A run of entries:
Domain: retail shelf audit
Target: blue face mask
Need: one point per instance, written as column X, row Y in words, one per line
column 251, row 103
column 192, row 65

[WRITTEN TASK]: Retype all of the entries above without changing a single character.

[SOLUTION FOR THIS EXERCISE]:
Domain: retail shelf audit
Target: blue face mask
Need: one point per instance, written as column X, row Y in words, one per line
column 251, row 103
column 192, row 65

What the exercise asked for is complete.